> _Direction_:
Starting with the line containing "Provide the outline of each instance of the metro" and going on through the end of the listing, reproduce those lines with "high-rise building" swapped for "skyscraper" and all else unchanged. Leave the pictures out.

> _Input records_:
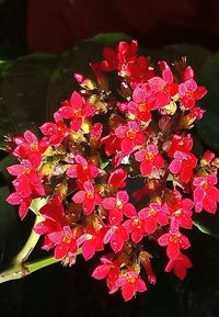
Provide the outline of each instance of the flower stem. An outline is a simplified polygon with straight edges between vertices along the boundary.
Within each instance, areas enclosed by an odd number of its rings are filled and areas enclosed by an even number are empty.
[[[44,218],[42,216],[36,216],[33,228],[35,227],[36,224],[38,224]],[[31,252],[33,251],[33,249],[35,248],[36,244],[38,242],[39,237],[41,236],[37,235],[34,231],[34,229],[32,229],[31,235],[30,235],[26,244],[24,245],[22,250],[15,256],[12,263],[15,265],[24,263],[28,259],[28,257],[30,257]]]
[[[45,259],[36,260],[34,262],[20,262],[14,263],[13,267],[4,272],[0,273],[0,283],[4,283],[11,280],[19,280],[25,278],[26,275],[51,265],[54,263],[60,262],[61,260],[57,260],[51,257],[47,257]]]

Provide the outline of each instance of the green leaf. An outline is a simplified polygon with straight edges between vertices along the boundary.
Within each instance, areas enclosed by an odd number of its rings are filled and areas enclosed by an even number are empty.
[[[34,199],[31,203],[30,210],[36,215],[41,216],[38,211],[47,203],[48,199]]]

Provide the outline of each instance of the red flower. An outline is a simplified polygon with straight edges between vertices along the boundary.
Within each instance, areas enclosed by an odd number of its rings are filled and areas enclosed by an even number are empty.
[[[165,61],[160,61],[162,78],[152,77],[148,80],[151,89],[149,101],[153,109],[161,109],[171,103],[171,99],[177,94],[178,83],[173,81],[173,73]]]
[[[193,138],[189,134],[181,136],[175,134],[171,139],[171,145],[168,149],[169,157],[173,158],[175,151],[188,154],[193,147]]]
[[[61,231],[48,234],[47,237],[55,246],[54,256],[56,259],[76,256],[77,244],[69,226],[65,226]]]
[[[185,81],[178,86],[180,100],[185,109],[194,107],[196,101],[207,93],[207,89],[203,86],[197,86],[193,77],[193,70],[188,67],[184,73]]]
[[[28,160],[23,160],[21,165],[14,165],[8,168],[10,174],[18,177],[12,183],[15,192],[7,199],[8,203],[19,205],[19,215],[23,219],[35,197],[45,195],[44,186],[38,173],[33,169]]]
[[[95,251],[103,250],[103,238],[105,228],[100,226],[99,230],[89,229],[77,240],[77,246],[81,247],[85,260],[93,258]]]
[[[196,177],[193,181],[194,185],[194,202],[196,213],[204,208],[210,214],[217,211],[217,203],[219,202],[219,190],[215,186],[218,179],[214,174],[206,177]]]
[[[115,135],[122,139],[120,147],[124,155],[130,154],[135,147],[142,146],[145,143],[145,135],[135,121],[128,121],[127,125],[117,127]]]
[[[111,172],[108,178],[108,184],[111,184],[115,189],[122,189],[126,185],[126,178],[127,178],[127,171],[120,169],[116,169],[113,172]]]
[[[95,106],[84,102],[84,99],[74,91],[71,94],[70,101],[64,102],[57,114],[62,118],[70,118],[71,129],[78,132],[81,128],[83,120],[93,116],[95,112]]]
[[[69,178],[78,178],[83,183],[93,180],[99,174],[99,169],[93,162],[88,162],[81,155],[76,155],[76,165],[70,166],[67,170]]]
[[[47,146],[38,139],[31,132],[26,131],[24,137],[15,137],[16,148],[13,155],[18,158],[28,159],[34,168],[37,168],[42,162],[42,154],[46,150]]]
[[[175,151],[174,159],[169,166],[170,171],[173,174],[178,174],[182,182],[187,183],[194,174],[194,168],[197,165],[197,158],[194,154],[185,154],[182,151]]]
[[[153,144],[148,145],[146,150],[135,152],[135,159],[141,162],[140,172],[145,177],[149,176],[153,169],[163,167],[163,158],[159,154],[158,146]]]
[[[82,204],[82,210],[85,215],[90,215],[95,205],[101,204],[101,196],[96,193],[91,181],[85,181],[83,183],[84,191],[78,191],[72,200],[77,204]]]
[[[132,219],[128,219],[124,223],[124,227],[127,233],[131,235],[131,240],[135,244],[138,244],[142,240],[145,235],[145,220],[140,219],[140,217],[134,217]]]
[[[184,280],[186,276],[187,269],[191,269],[193,263],[188,259],[187,256],[180,253],[175,259],[170,260],[165,267],[165,272],[170,272],[172,269],[174,270],[175,275],[180,280]]]
[[[142,208],[138,215],[145,220],[145,230],[152,234],[157,230],[158,225],[165,226],[169,223],[168,208],[158,203],[151,203],[149,207]]]
[[[162,235],[158,242],[160,246],[168,246],[166,254],[171,260],[174,260],[180,254],[180,249],[187,249],[191,247],[191,244],[186,236],[181,233],[169,233]]]
[[[175,224],[185,229],[192,229],[194,202],[189,199],[176,200],[171,212],[171,218],[175,219]]]
[[[135,118],[138,121],[150,122],[151,105],[148,102],[148,98],[150,95],[149,86],[138,86],[132,92],[132,101],[130,101],[127,105],[127,111],[135,115]]]
[[[104,245],[111,244],[114,252],[119,252],[124,242],[128,240],[128,234],[123,225],[111,226],[103,239]]]
[[[132,217],[136,215],[136,208],[128,203],[129,196],[127,192],[117,192],[116,197],[104,199],[102,205],[110,211],[110,224],[112,226],[119,225],[123,220],[123,215]]]
[[[122,295],[126,302],[130,301],[136,292],[147,291],[146,283],[134,270],[127,270],[125,275],[116,281],[116,286],[122,288]]]
[[[116,261],[113,262],[111,259],[107,259],[107,257],[102,257],[101,262],[102,264],[95,268],[92,276],[96,280],[103,280],[106,278],[110,294],[113,294],[118,290],[116,287],[116,281],[119,278],[118,263]]]
[[[68,136],[67,126],[58,116],[56,123],[47,122],[39,128],[49,145],[59,145]]]

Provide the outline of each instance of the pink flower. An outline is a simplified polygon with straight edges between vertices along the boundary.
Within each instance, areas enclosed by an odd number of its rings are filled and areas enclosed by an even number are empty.
[[[108,184],[115,189],[122,189],[126,185],[127,171],[122,168],[110,173]]]
[[[139,218],[145,220],[145,230],[152,234],[158,229],[158,225],[165,226],[169,223],[168,208],[158,203],[151,203],[149,207],[142,208]]]
[[[105,237],[103,239],[104,245],[111,244],[111,248],[114,252],[119,252],[124,246],[124,242],[128,240],[128,234],[126,228],[118,224],[114,226],[110,226],[107,229]]]
[[[122,295],[126,302],[130,301],[136,295],[136,292],[143,293],[147,291],[146,283],[134,270],[127,270],[116,281],[116,286],[122,288]]]
[[[163,158],[159,154],[158,146],[150,144],[146,150],[135,152],[135,159],[140,163],[140,172],[142,176],[149,176],[153,169],[163,167]]]
[[[77,178],[81,183],[93,180],[99,174],[99,169],[93,162],[88,162],[81,155],[76,155],[76,163],[67,170],[69,178]]]
[[[100,205],[102,199],[100,194],[95,191],[91,181],[85,181],[83,183],[83,191],[78,191],[72,200],[77,204],[82,204],[82,210],[85,215],[90,215],[95,205]]]
[[[147,91],[148,86],[138,86],[132,92],[132,101],[127,105],[127,111],[135,115],[136,120],[150,122],[151,120],[151,105],[148,102],[150,90]]]
[[[168,246],[166,254],[171,260],[177,258],[181,249],[187,249],[191,247],[188,238],[177,231],[162,235],[158,239],[158,242],[162,247]]]
[[[54,256],[56,259],[76,256],[77,244],[69,226],[65,226],[61,231],[48,234],[47,237],[55,246]]]
[[[139,129],[135,121],[128,121],[127,125],[122,125],[115,129],[115,135],[122,139],[120,147],[124,155],[128,155],[145,143],[145,135]]]
[[[77,246],[81,247],[82,254],[88,261],[93,258],[95,251],[103,250],[103,238],[105,228],[100,226],[99,230],[89,229],[77,239]]]
[[[95,112],[95,106],[84,102],[84,99],[74,91],[70,100],[62,103],[57,115],[61,118],[70,118],[72,131],[78,132],[81,128],[83,120],[93,116]]]
[[[185,154],[182,151],[175,151],[174,159],[169,166],[170,171],[173,174],[178,176],[182,182],[187,183],[194,174],[194,168],[197,165],[197,158],[194,154]]]
[[[207,93],[207,89],[203,86],[197,86],[193,77],[193,70],[188,67],[184,73],[185,81],[178,86],[180,100],[186,110],[194,107],[196,101]]]
[[[204,208],[210,214],[217,211],[217,203],[219,202],[219,190],[215,186],[218,179],[214,174],[205,177],[196,177],[193,181],[194,202],[196,213],[200,213]]]
[[[110,224],[112,226],[119,225],[123,215],[132,217],[136,215],[136,208],[128,203],[129,196],[126,191],[119,191],[116,197],[106,197],[102,202],[102,206],[110,211]]]
[[[42,155],[46,150],[47,145],[31,132],[26,131],[23,137],[15,137],[16,148],[13,155],[18,158],[28,159],[34,168],[42,162]]]
[[[131,240],[135,244],[138,244],[142,240],[146,230],[145,230],[145,220],[140,219],[139,216],[128,219],[124,223],[124,227],[127,233],[131,236]]]
[[[174,270],[175,275],[180,280],[184,280],[186,276],[187,269],[191,269],[193,267],[193,263],[188,259],[187,256],[180,253],[175,259],[171,259],[166,267],[165,272],[170,272],[172,269]]]
[[[59,145],[68,136],[67,126],[61,118],[58,118],[56,123],[44,123],[39,129],[49,145]]]
[[[168,149],[168,156],[173,158],[175,151],[181,151],[184,154],[188,154],[193,148],[193,138],[191,137],[189,134],[186,136],[181,136],[181,135],[173,135],[171,139],[171,145]]]
[[[21,165],[9,167],[8,171],[16,179],[12,182],[15,192],[10,194],[7,201],[11,205],[20,205],[19,215],[23,219],[28,212],[31,201],[45,195],[44,185],[28,160],[23,160]]]

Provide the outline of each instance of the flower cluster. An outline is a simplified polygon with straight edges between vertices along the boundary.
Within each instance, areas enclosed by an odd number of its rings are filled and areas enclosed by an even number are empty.
[[[189,129],[207,90],[184,60],[154,65],[132,41],[104,48],[91,68],[95,80],[74,75],[81,89],[39,127],[39,140],[30,131],[13,138],[8,202],[23,219],[44,197],[43,249],[69,264],[102,251],[93,276],[128,301],[157,282],[154,248],[166,254],[165,272],[185,278],[186,229],[194,213],[216,213],[219,165],[211,151],[193,152]]]

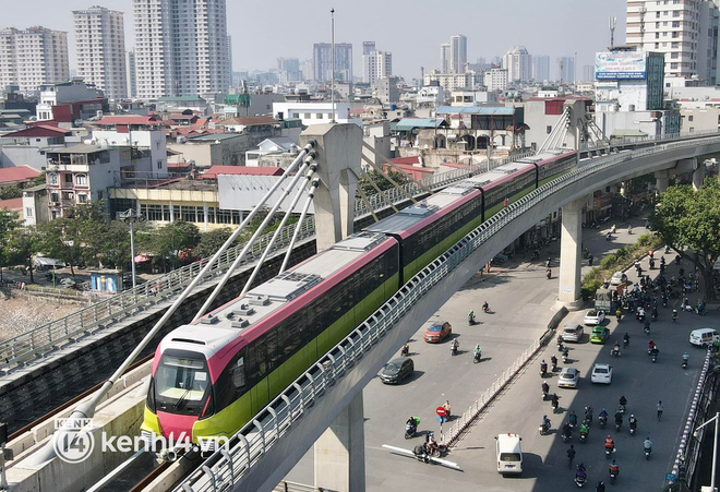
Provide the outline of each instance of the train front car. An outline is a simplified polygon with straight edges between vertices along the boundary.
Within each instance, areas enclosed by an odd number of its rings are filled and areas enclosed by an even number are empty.
[[[169,333],[142,437],[211,449],[231,437],[397,291],[398,264],[397,241],[360,232]]]

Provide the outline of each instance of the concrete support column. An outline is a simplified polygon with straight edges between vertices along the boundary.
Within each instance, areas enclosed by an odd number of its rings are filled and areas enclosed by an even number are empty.
[[[365,490],[363,421],[360,392],[315,442],[315,487],[337,492]]]
[[[670,172],[657,171],[655,173],[655,188],[658,190],[658,193],[664,193],[668,191],[668,185],[670,184]]]
[[[315,176],[322,182],[313,204],[317,251],[323,251],[353,232],[362,129],[355,123],[311,124],[300,134],[300,145],[311,140],[315,141]]]
[[[705,166],[699,166],[693,172],[693,190],[697,191],[703,188],[703,180],[705,179]]]
[[[580,199],[563,206],[557,300],[568,309],[579,308],[580,301],[581,224],[586,202],[587,199]]]

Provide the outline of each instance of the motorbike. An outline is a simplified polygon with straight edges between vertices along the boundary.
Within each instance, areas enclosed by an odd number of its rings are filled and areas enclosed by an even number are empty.
[[[540,428],[538,429],[540,431],[540,435],[545,435],[550,433],[550,422],[548,424],[541,423]]]
[[[415,437],[418,432],[417,423],[406,423],[405,424],[405,439]]]

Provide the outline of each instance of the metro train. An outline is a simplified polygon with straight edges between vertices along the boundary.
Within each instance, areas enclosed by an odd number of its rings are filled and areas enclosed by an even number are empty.
[[[482,221],[577,165],[549,152],[407,207],[166,335],[141,435],[230,437],[407,280]]]

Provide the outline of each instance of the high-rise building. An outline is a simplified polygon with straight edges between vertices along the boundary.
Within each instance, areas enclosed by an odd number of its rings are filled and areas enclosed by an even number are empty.
[[[449,43],[440,45],[440,73],[449,73],[451,69],[451,55]]]
[[[575,82],[575,58],[557,58],[557,80],[562,82]]]
[[[105,7],[73,11],[77,76],[95,84],[108,99],[128,97],[122,15]]]
[[[373,50],[362,56],[362,81],[373,84],[393,74],[393,53]]]
[[[640,51],[665,56],[665,80],[698,75],[701,4],[697,0],[628,0],[625,43]],[[717,55],[713,55],[717,58]]]
[[[507,70],[507,82],[530,80],[532,57],[525,46],[514,46],[503,57],[503,68]]]
[[[68,33],[46,27],[0,29],[0,87],[32,94],[41,84],[70,80]]]
[[[226,0],[133,0],[133,9],[139,97],[227,92]]]
[[[536,82],[550,80],[550,57],[548,55],[532,57],[532,79]]]
[[[315,43],[313,45],[314,79],[329,81],[333,79],[333,45]],[[335,80],[352,82],[352,44],[335,44]]]
[[[461,34],[451,36],[451,65],[454,73],[465,73],[468,62],[468,38]]]
[[[135,51],[127,53],[125,65],[128,67],[128,97],[137,97],[137,79],[135,72]]]
[[[375,50],[375,41],[362,41],[362,55],[370,55]]]

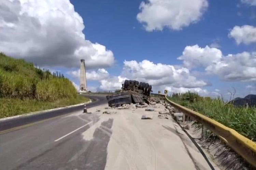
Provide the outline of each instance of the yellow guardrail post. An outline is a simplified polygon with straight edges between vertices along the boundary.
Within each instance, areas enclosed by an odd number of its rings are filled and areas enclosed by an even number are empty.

> _Response to this task_:
Provide the outline of each instance of the metro train. An outline is a simplified polygon with straight edges between vertices along the boundary.
Within each instance, areas enclosed by an odd number of its rings are filled and areas enclosed by an even number are empty.
[[[482,221],[577,165],[549,152],[407,207],[166,335],[141,435],[230,437],[407,280]]]

Provide the outline of each instance of the skyscraper. An outline is a simplified polygon with straight edges between vertices along the boundary.
Within each instance, areas enclosed by an odd number of its rings are filled and areas enclosed by an even number are empty.
[[[449,43],[440,45],[440,73],[449,73],[451,69],[451,55]]]
[[[575,82],[575,58],[557,58],[557,80],[562,82]]]
[[[105,7],[73,11],[77,76],[95,84],[108,99],[128,97],[122,15]]]
[[[373,50],[362,56],[362,81],[373,84],[393,74],[393,53]]]
[[[640,51],[665,56],[665,80],[698,75],[701,4],[697,0],[628,0],[625,43]],[[717,55],[713,55],[717,58]]]
[[[507,70],[507,82],[530,80],[532,57],[525,46],[514,46],[503,57],[503,68]]]
[[[68,33],[46,27],[0,29],[0,87],[32,94],[41,84],[70,80]]]
[[[226,0],[133,0],[133,9],[139,97],[227,92]]]
[[[536,82],[550,80],[550,57],[548,55],[532,57],[532,79]]]
[[[315,43],[313,45],[314,79],[329,81],[333,79],[333,45]],[[335,80],[352,82],[352,44],[335,44]]]
[[[461,34],[451,36],[451,65],[454,73],[465,73],[468,62],[468,38]]]
[[[135,51],[127,53],[125,65],[128,67],[128,97],[137,97],[137,79],[135,72]]]
[[[375,50],[375,41],[362,41],[362,55],[370,55]]]

Provide the outline of each instance of the yellow guardrail post. An outline is a simplified polygon with straight edges between vertices along the boundary.
Within each instance, areas enclosed by an odd number of its rings are filled and areas enclosed by an even number are empty.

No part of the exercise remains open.